— 原文節錄 —

這題的關鍵在排容原理
由於角落的守衛的特殊性(可以一次覆蓋兩條邊界)而且只有四個,我們不妨枚舉角落守衛的分配情況,然後再看看甚麼情況下可以覆蓋到所有邊界格子
定義:
Cover0(N,M,K):N*M長方形中放K個守衛使得第1行到第M行都有守衛,符合條件的情況數量
Cover1(N,M,K):和Cover0一樣,只是左上角那個點不能放守衛
Cover2(N,M,K):和Cover1一樣,只是連右上角也不能放守衛(所以左上角和右上角都不能放)
以上的函數計算時間必須在O(max(N,M))以內
情況一:四個角落都沒有守衛
我們可以先計算四條邊界都至少有一位守衛的情況數量,這裡我使用排容原理
如果有一條邊界完全沒有守衛,假設是下邊界好了,有一些例外狀況是合法的:上面從左到右的每一行都至少有一個守衛
所以就用人海戰術把下邊界完全覆蓋起來了
這種例外狀況的數量是Cover2(N,M,K)
注意,和上邊界沒守衛的例外狀況會有重複的情況,因此相加之後要扣掉
重複情況的數量是Cover0(N,M,K)
另一個方向N、M互換就好
情況二:只有其中一個角落有守衛
為了方便說明,我們只討論守衛放在左上角的情況
一樣,我們可以先用排容原理計算右邊界和下邊界都至少有一位守衛的情況數量
然後也有一些例外狀況允許下邊界完全沒有守衛:上面從第2行到第M行都至少有一個守衛(因為第1行已經有角落的守衛了)
這種例外狀況的數量是Cover2(N,M,K)+Cover1(N,M,K)
另一個方向N、M互換就好
情況三:其中兩個相鄰的角落有守衛
為了方便說明,我們只討論守衛放在左上角和右上角的情況
一樣,我們可以先用排容原理計算下邊界至少有一位守衛的情況數量
也有一些例外狀況允許下邊界完全沒有守衛:上面從第2行到第M-1行都至少有一個守衛
這種例外狀況的數量是Cover2(N,M,K)+2*Cover1(N,M,K)+Cover0(N,M,K)

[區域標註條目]
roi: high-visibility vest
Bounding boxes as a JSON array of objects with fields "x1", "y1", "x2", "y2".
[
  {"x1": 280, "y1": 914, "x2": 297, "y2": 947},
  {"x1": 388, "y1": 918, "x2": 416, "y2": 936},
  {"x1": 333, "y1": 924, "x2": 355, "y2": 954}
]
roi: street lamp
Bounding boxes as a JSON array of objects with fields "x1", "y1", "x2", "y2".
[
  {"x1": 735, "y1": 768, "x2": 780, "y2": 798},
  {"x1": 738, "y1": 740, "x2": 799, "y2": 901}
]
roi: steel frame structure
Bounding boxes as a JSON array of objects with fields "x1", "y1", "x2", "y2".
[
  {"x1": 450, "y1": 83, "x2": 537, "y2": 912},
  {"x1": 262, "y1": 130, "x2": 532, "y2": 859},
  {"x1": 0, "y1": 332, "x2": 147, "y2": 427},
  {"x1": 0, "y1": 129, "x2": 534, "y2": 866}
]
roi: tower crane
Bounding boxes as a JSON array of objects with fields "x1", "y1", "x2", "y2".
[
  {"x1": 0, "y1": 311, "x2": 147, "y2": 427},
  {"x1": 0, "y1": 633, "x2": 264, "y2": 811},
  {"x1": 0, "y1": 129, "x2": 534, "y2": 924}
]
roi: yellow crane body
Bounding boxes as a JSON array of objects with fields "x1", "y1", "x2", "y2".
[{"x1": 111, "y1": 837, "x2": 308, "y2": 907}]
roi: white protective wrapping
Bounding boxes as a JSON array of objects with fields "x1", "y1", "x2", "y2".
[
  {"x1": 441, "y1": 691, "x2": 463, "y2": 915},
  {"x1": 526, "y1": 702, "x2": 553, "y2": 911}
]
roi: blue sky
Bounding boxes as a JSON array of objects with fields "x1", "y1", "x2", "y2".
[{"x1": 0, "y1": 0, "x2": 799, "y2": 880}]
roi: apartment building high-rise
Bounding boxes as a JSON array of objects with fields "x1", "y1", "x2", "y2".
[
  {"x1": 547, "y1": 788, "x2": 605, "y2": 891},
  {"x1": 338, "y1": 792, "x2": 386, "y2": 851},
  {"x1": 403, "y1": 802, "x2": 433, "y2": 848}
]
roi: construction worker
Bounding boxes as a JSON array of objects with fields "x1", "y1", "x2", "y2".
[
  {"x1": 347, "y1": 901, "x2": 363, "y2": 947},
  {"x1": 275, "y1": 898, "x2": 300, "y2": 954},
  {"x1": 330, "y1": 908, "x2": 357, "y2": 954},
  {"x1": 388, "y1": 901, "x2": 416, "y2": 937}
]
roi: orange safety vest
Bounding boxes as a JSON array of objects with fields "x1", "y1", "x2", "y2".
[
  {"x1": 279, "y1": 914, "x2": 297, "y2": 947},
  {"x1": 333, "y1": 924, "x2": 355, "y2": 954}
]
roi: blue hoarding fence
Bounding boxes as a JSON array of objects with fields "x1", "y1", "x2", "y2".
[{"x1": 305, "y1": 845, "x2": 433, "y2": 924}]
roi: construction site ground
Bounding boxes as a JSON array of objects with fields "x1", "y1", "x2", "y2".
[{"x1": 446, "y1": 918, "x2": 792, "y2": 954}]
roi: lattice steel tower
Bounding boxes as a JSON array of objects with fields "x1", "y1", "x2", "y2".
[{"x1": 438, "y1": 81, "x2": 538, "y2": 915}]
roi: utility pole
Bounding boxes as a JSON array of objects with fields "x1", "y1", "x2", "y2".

---

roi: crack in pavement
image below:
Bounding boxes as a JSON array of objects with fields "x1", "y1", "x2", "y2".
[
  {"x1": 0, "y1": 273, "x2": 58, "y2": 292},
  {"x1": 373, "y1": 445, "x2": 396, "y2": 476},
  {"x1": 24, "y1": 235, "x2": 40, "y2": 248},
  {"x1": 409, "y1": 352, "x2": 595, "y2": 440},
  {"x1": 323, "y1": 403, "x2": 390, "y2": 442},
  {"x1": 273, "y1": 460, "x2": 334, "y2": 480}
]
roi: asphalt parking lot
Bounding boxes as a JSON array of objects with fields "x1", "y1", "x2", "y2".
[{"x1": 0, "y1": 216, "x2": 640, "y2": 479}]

==

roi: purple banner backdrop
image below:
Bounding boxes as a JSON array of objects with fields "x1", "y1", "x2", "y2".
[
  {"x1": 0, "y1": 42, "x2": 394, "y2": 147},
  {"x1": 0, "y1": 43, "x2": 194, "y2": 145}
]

— 任務說明 —
a – 根據這篇守衛計數題解回答:
(i) Cover1 和 Cover0 有什麼不同?
(ii) 情況一裡,下邊界無守衛和上邊界無守衛兩種例外狀況重複的數量是多少?
(iii) 情況三裡,下邊界完全沒有守衛的例外狀況數量是多少?
b – 請延續這篇守衛計數題解,從最後一句之後接著寫。
這些記錄作答時用不到。

— 各題解答 —
a –
(i) Cover1 和 Cover0 一樣,只是左上角那個點不能放守衛。
(ii) Cover0(N,M,K)。
(iii) Cover2(N,M,K)+2*Cover1(N,M,K)+Cover0(N,M,K)。

b –
另一個方向N、M互換就好
情況四:其中兩個相對的角落有守衛
就算沒多放守衛也已經覆蓋所有邊界格子了
隨便亂放,數量為C(N*M-4,K-2)(四個角落已經決定好了要扣掉,而且已經用掉了兩個守衛)
情況五:其中三個角落有守衛
就算沒多放守衛也已經覆蓋所有邊界格子了
隨便亂放,數量為C(N*M-4,K-3)(四個角落已經決定好了要扣掉,而且已經用掉了三個守衛)
情況六:四個角落都有守衛
不想講了XD
注意到,上述的Cover0、Cover1、Cover2和C在計算過程中會被使用很多次,使用記憶化搜索可以大幅提升效率
上面的六個數字加權後加起來,就是答案了
別忘了隨時模1000000007以免爆long long
時間複雜度O(N*M*max(N,M)*K)
(English version)
The key point is inclusion-exclusion principle.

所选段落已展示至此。